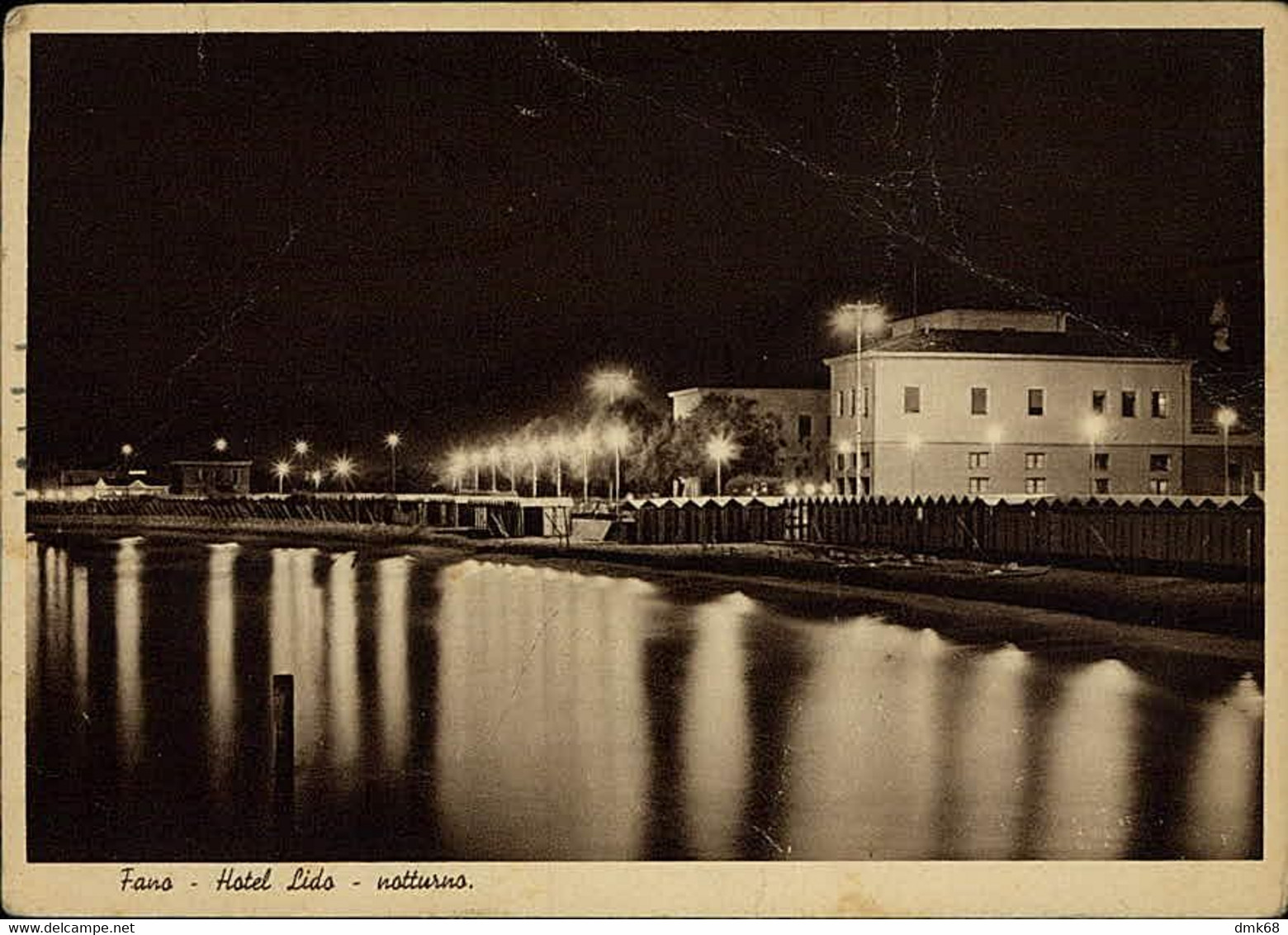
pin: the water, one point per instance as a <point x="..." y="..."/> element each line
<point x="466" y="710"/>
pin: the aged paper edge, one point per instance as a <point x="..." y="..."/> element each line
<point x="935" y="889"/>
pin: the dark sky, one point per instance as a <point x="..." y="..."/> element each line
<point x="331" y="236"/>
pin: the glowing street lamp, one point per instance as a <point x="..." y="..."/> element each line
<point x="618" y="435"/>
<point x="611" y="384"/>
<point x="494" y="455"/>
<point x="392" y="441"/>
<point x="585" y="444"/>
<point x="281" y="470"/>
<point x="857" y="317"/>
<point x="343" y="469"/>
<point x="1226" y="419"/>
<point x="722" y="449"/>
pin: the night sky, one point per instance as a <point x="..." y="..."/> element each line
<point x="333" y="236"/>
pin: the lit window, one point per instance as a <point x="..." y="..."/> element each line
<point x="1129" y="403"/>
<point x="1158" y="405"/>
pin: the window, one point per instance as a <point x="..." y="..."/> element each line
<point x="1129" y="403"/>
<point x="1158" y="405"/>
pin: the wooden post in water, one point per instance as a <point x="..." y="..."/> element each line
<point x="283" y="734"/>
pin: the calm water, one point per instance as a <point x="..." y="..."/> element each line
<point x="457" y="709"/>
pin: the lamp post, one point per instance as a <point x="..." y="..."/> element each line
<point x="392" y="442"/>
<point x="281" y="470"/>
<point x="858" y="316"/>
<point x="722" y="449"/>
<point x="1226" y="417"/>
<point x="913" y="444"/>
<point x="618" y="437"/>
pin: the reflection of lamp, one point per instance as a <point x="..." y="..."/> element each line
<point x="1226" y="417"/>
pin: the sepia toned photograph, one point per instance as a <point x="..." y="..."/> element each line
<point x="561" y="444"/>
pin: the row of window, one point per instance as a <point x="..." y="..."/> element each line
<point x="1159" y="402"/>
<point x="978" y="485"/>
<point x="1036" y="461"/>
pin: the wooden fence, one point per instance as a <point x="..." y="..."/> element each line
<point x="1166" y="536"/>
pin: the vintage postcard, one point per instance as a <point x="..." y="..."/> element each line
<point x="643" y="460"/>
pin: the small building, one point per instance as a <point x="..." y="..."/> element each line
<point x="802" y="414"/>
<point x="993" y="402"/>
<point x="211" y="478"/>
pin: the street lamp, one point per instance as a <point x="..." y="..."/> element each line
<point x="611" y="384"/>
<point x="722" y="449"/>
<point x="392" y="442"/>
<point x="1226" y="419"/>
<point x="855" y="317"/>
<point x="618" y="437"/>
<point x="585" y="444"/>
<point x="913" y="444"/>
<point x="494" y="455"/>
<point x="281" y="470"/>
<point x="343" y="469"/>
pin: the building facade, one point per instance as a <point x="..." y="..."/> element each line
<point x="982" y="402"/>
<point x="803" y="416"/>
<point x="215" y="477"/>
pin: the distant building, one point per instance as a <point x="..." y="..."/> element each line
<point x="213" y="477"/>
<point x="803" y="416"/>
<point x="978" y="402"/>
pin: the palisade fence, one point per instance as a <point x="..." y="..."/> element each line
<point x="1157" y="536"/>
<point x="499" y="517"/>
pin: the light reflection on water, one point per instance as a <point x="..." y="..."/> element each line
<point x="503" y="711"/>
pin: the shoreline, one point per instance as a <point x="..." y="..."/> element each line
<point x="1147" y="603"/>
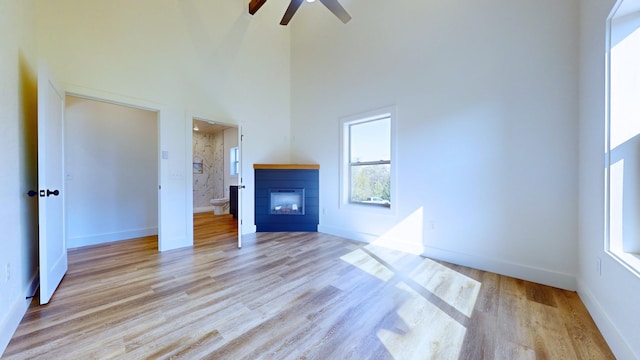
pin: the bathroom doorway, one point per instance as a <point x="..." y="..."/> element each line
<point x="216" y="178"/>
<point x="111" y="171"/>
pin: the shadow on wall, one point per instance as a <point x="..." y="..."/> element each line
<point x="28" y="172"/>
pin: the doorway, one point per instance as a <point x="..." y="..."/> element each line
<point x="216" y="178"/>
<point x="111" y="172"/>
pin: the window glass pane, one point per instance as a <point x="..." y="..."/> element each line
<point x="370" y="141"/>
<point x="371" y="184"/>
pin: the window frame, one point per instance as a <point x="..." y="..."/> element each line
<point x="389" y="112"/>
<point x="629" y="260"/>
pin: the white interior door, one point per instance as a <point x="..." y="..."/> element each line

#### [Instructions for the task]
Can you restate all the records above word for word while dropping the pictures?

#### [Answer in full]
pin: the water, one point per instance as a <point x="..." y="..."/> element each line
<point x="466" y="710"/>
pin: the aged paper edge, one point per instance as a <point x="..." y="..."/> element each line
<point x="935" y="889"/>
pin: the dark sky, one point per instance as a <point x="..." y="..."/> element each line
<point x="331" y="236"/>
pin: the glowing street lamp, one point per instance as a <point x="..." y="..."/> element each line
<point x="618" y="435"/>
<point x="611" y="384"/>
<point x="494" y="455"/>
<point x="392" y="441"/>
<point x="585" y="444"/>
<point x="281" y="470"/>
<point x="857" y="317"/>
<point x="343" y="469"/>
<point x="1226" y="419"/>
<point x="722" y="449"/>
pin: the night sky, one point per instance as a <point x="..." y="..."/> element each line
<point x="333" y="236"/>
pin: the lit window, one point per instance as a <point x="..." y="..."/> element each line
<point x="1129" y="403"/>
<point x="1158" y="405"/>
pin: the window, one point per instance as a <point x="..." y="..."/> element each line
<point x="1129" y="403"/>
<point x="1158" y="405"/>
pin: the wooden post in water, one point per instance as a <point x="..." y="..."/> element each line
<point x="283" y="734"/>
pin: the calm water, one point per instance as a <point x="..." y="..."/> element each line
<point x="457" y="709"/>
pin: the lamp post, one point per instance as a <point x="..." y="..."/> element each line
<point x="392" y="442"/>
<point x="281" y="470"/>
<point x="858" y="316"/>
<point x="722" y="449"/>
<point x="1226" y="417"/>
<point x="913" y="444"/>
<point x="618" y="437"/>
pin: the reflection of lamp, one point per instance as a <point x="..." y="..."/> element each line
<point x="1226" y="417"/>
pin: the sepia toned photograph, one point per instance as a <point x="..." y="..."/> element each line
<point x="561" y="444"/>
pin: the row of window, one point per instance as a <point x="..." y="..."/> element each line
<point x="1159" y="402"/>
<point x="978" y="485"/>
<point x="1036" y="461"/>
pin: the wooden fence, one point per instance as a <point x="..." y="..."/> element each line
<point x="1166" y="536"/>
pin: the vintage postcard, one point per instance as a <point x="..." y="..."/> element each line
<point x="643" y="460"/>
pin: the small building, one point per instance as a <point x="..." y="..."/> element each line
<point x="802" y="414"/>
<point x="993" y="402"/>
<point x="211" y="478"/>
pin: the street lamp, one point per instance as a <point x="..." y="..."/> element each line
<point x="611" y="384"/>
<point x="722" y="449"/>
<point x="392" y="442"/>
<point x="1226" y="419"/>
<point x="855" y="317"/>
<point x="618" y="437"/>
<point x="585" y="444"/>
<point x="913" y="444"/>
<point x="494" y="455"/>
<point x="281" y="470"/>
<point x="343" y="469"/>
pin: the building facade, one point per instance as a <point x="..." y="..."/> element each line
<point x="982" y="402"/>
<point x="803" y="416"/>
<point x="215" y="477"/>
pin: the distant building, one point per instance as a <point x="..." y="..."/> element each line
<point x="213" y="477"/>
<point x="803" y="416"/>
<point x="978" y="402"/>
pin: the palisade fence, one point per instance as a <point x="..." y="..."/> element each line
<point x="1157" y="536"/>
<point x="499" y="517"/>
pin: the light reflection on water, one point per instance as a <point x="..." y="..."/> element each line
<point x="503" y="711"/>
pin: the shoreline, one point per instance as a <point x="..." y="..."/> element each line
<point x="1147" y="603"/>
pin: the bathroom doorway, one point per instance as a <point x="..." y="..."/> element each line
<point x="216" y="178"/>
<point x="111" y="171"/>
pin: the shadow on wall, one point per instance as a <point x="..." y="..."/> element each line
<point x="28" y="172"/>
pin: the doorway, one point per instance as a <point x="..." y="..."/> element each line
<point x="216" y="178"/>
<point x="111" y="172"/>
pin: the window glass pane, one point per instance as a <point x="..." y="..."/> element each line
<point x="370" y="141"/>
<point x="371" y="184"/>
pin: the window frame, one point per instance as a <point x="..." y="..."/> element each line
<point x="389" y="112"/>
<point x="629" y="260"/>
pin: the white interior door, one point per instance as a <point x="..." y="..."/> element each line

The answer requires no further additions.